What to produce: In the James Cooney article below, retype the stretch from "American athlete and" through "weighed 195 pounds." word for word.

Excerpt provided:
· · ·

James Cooney

Profile
- Position: Tackle

Personal information
- Born: February 3, 1878 Scranton, Pennsylvania, U.S.
- Died: October 27, 1964 (aged 86) Scranton, Pennsylvania, U.S.

Career information
- College: Princeton (1903–1906)

Awards and highlights
- 2× National champion (1903, 1906); 2× Consensus All-American (1904, 1906);

= James Cooney (American football) =

American athlete and businessman (1878–1964)

James Lawrence Cooney (February 3, 1878 (Note: His year of birth was given as 1878 in his 1918 draft card, 1893 on his death certificate, and 1884 in his obituary. His estimated year of birth during the 1900 and 1920 census was 1880.) – October 27, 1964) was an All-American football player, baseball player and businessman. He played tackle for Princeton University football team and was selected as an All-American in 1904. He also was a star catcher for Princeton's baseball team from 1903–1906. Cooney was 5 feet, 10 inches in height and weighed 195 pounds.

The son of a coal miner who grew up in Scranton, Pennsylvania, Cooney enrolled at Exeter, where he played both football and baseball. Cooney was a coveted blue-chip player who was initially committed to enroll at Harvard. A Princeton alumnus, Charles Patterson, recruited Cooney to attend Princeton with offers of scholarships and opportunities to earn money. He became the manager of an eating club at Princeton and was granted exclusive rights to sell scorecards at Princeton baseball games. In his freshman year, he played left tackle for Princeton's championship team that defeated Yale 11–6. In November 1904, Cooney scored all of Princeton's points, consisting of two touchdowns and two goals, in a 12–6 win over West Point.

Cooney was selected as captain of the Princeton football team for 1905 and president of the senior class of 1907.

Cooney later went into a business career. He became superintendent of International Salt Co. in Ithaca, New York, and later headed the Scranton Coal Company. In his later years, he operated a newsstand until he was taken to the hospital three weeks before his death.

Cooney died of pneumonia in October 1964 at Scranton State General Hospital.

· · ·

Data below:
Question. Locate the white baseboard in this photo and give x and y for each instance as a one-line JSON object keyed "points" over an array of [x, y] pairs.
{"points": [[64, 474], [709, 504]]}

· · ·

Answer box:
American athlete and businessman (1878–1964)

James Lawrence Cooney (February 3, 1878 (Note: His year of birth was given as 1878 in his 1918 draft card, 1893 on his death certificate, and 1884 in his obituary. His estimated year of birth during the 1900 and 1920 census was 1880.) – October 27, 1964) was an All-American football player, baseball player and businessman. He played tackle for Princeton University football team and was selected as an All-American in 1904. He also was a star catcher for Princeton's baseball team from 1903–1906. Cooney was 5 feet, 10 inches in height and weighed 195 pounds.